1 Eyl 2013

Zulme karşı çıkmak mı, camiye hapsolmak mı?

Kur’an, ‘din’ derken birincisini kast ediyor. Siyaset ve menfaat dinciliği ise bunun aksini söylüyor. Dincilikle dindarlığın belirleyici noktası da işte burası. Müdafaai Hukuk ve Kuvayı Milliye kadroları birinci anlayışı savundukları için dindar, Dürrîzade-Damat Ferit ekipleri ikinci anlayışı savundukları için dinci olarak damgalanmalıdır. Kıstas budur. Cumhuriyeti yamuk anlayan ‘sözde laikler’ bu kıstasın yerine ‘gerici-ilerici’ diye saçma bir kıstas koyarak Türkiye’yi karmaşanın kucağına attılar.
◇ ◇ ◇ ◇ ◇
[Verilen görev 1] Lütfen listenin en başından "[268,197,351,272]" ifadesinin geçtiği satıra kadar, iki uç da dahil olmak üzere, her şeyi olduğu gibi kopyala. Resimleri yanıta alma.
Yazı ile listenin birbiriyle bir ilgisi yoktur.

[Malzeme]
◇ ◇ ◇ ◇ ◇
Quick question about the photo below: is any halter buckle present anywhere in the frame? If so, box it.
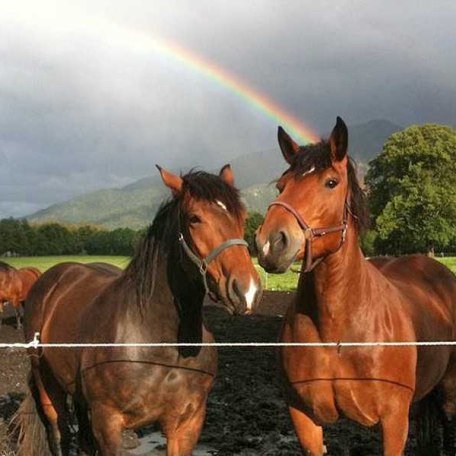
[342,222,347,244]
[199,260,209,275]
[304,228,314,241]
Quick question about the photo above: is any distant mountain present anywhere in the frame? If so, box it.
[27,120,402,228]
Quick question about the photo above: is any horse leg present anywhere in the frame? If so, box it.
[32,367,71,456]
[91,404,124,456]
[288,406,326,456]
[440,353,456,456]
[74,401,96,456]
[14,302,22,329]
[380,396,411,456]
[164,403,206,456]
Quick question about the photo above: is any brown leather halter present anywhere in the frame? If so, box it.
[268,197,351,272]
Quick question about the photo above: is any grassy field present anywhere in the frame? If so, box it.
[2,255,456,291]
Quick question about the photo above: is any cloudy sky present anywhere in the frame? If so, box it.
[0,0,456,217]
◇ ◇ ◇ ◇ ◇
[Verilen görev 2] Yazıda "Zulme karşı çıkmak" ifadesinden "karmaşanın kucağına attılar." ifadesine kadar olan kısmı yeniden yaz ve orada "saçma" yerine "anlamsız" kullan.

[Beklenen çıktı 1]
Quick question about the photo below: is any halter buckle present anywhere in the frame? If so, box it.
[342,222,347,244]
[199,260,209,275]
[304,228,314,241]
Quick question about the photo above: is any distant mountain present anywhere in the frame? If so, box it.
[27,120,402,228]
Quick question about the photo above: is any horse leg present anywhere in the frame? If so, box it.
[32,367,71,456]
[91,404,124,456]
[288,406,326,456]
[440,353,456,456]
[74,401,96,456]
[14,302,22,329]
[380,396,411,456]
[164,403,206,456]
Quick question about the photo above: is any brown leather halter present anywhere in the frame? If so, box it.
[268,197,351,272]

[Beklenen çıktı 2]
Zulme karşı çıkmak mı, camiye hapsolmak mı?

Kur’an, ‘din’ derken birincisini kast ediyor. Siyaset ve menfaat dinciliği ise bunun aksini söylüyor. Dincilikle dindarlığın belirleyici noktası da işte burası. Müdafaai Hukuk ve Kuvayı Milliye kadroları birinci anlayışı savundukları için dindar, Dürrîzade-Damat Ferit ekipleri ikinci anlayışı savundukları için dinci olarak damgalanmalıdır. Kıstas budur. Cumhuriyeti yamuk anlayan ‘sözde laikler’ bu kıstasın yerine ‘gerici-ilerici’ diye anlamsız bir kıstas koyarak Türkiye’yi karmaşanın kucağına attılar.